→ **TASK DIRECTIONS**: Repeat the whole listing below exactly as it reads.

◆ ◆ ◆ ◆ ◆

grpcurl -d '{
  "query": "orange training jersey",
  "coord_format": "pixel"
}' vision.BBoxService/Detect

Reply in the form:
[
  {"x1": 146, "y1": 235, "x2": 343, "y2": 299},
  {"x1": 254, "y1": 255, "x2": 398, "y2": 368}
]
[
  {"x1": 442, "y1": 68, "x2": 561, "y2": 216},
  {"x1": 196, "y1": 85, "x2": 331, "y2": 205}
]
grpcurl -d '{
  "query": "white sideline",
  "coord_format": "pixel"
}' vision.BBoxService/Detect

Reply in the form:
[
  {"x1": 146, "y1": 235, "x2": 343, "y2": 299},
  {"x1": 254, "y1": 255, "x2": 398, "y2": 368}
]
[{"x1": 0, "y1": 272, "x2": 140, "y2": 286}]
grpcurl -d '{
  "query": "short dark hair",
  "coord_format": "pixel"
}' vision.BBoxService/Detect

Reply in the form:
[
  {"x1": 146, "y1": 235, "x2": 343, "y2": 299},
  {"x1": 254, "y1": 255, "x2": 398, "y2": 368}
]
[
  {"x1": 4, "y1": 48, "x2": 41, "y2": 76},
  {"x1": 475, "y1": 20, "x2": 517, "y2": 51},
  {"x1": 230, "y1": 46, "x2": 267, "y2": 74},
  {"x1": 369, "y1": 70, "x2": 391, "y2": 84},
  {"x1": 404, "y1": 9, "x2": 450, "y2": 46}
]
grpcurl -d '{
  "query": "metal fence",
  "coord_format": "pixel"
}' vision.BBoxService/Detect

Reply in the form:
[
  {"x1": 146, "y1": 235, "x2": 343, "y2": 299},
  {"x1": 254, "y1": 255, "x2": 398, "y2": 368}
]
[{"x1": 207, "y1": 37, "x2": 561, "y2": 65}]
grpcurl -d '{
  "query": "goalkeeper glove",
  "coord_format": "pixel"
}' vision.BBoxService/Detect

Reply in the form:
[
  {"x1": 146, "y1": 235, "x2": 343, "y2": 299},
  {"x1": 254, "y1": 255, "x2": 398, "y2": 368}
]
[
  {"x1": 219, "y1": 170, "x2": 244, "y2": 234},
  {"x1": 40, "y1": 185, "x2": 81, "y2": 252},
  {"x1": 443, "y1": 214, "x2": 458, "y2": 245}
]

◆ ◆ ◆ ◆ ◆

→ **EXERCISE ANSWER**:
grpcurl -d '{
  "query": "orange training jersey",
  "coord_format": "pixel"
}' vision.BBoxService/Detect

Reply in the form:
[
  {"x1": 146, "y1": 235, "x2": 343, "y2": 299},
  {"x1": 254, "y1": 255, "x2": 398, "y2": 368}
]
[
  {"x1": 442, "y1": 68, "x2": 561, "y2": 216},
  {"x1": 196, "y1": 85, "x2": 331, "y2": 205}
]
grpcurl -d '{
  "query": "white sideline",
  "coord_format": "pixel"
}' vision.BBoxService/Detect

Reply in the form:
[
  {"x1": 146, "y1": 235, "x2": 343, "y2": 299},
  {"x1": 254, "y1": 255, "x2": 398, "y2": 368}
]
[{"x1": 0, "y1": 272, "x2": 140, "y2": 286}]
grpcurl -d '{
  "query": "short dark hair",
  "coord_format": "pixel"
}' vision.BBoxService/Detect

Reply in the form:
[
  {"x1": 146, "y1": 235, "x2": 343, "y2": 299},
  {"x1": 254, "y1": 255, "x2": 398, "y2": 368}
]
[
  {"x1": 4, "y1": 48, "x2": 41, "y2": 76},
  {"x1": 475, "y1": 20, "x2": 517, "y2": 51},
  {"x1": 230, "y1": 46, "x2": 267, "y2": 74},
  {"x1": 369, "y1": 70, "x2": 391, "y2": 84},
  {"x1": 404, "y1": 9, "x2": 450, "y2": 46}
]
grpcurl -d '{
  "query": "metal fence",
  "coord_format": "pixel"
}' vision.BBoxService/Detect

Reply in the form:
[
  {"x1": 146, "y1": 235, "x2": 343, "y2": 299},
  {"x1": 254, "y1": 255, "x2": 398, "y2": 368}
]
[{"x1": 207, "y1": 37, "x2": 561, "y2": 65}]
grpcurl -d '{
  "query": "goalkeeper glove",
  "coord_format": "pixel"
}' vision.BBoxService/Detect

Reply in the form:
[
  {"x1": 146, "y1": 235, "x2": 343, "y2": 299},
  {"x1": 254, "y1": 255, "x2": 398, "y2": 368}
]
[
  {"x1": 219, "y1": 170, "x2": 244, "y2": 234},
  {"x1": 40, "y1": 185, "x2": 81, "y2": 252},
  {"x1": 443, "y1": 214, "x2": 458, "y2": 245}
]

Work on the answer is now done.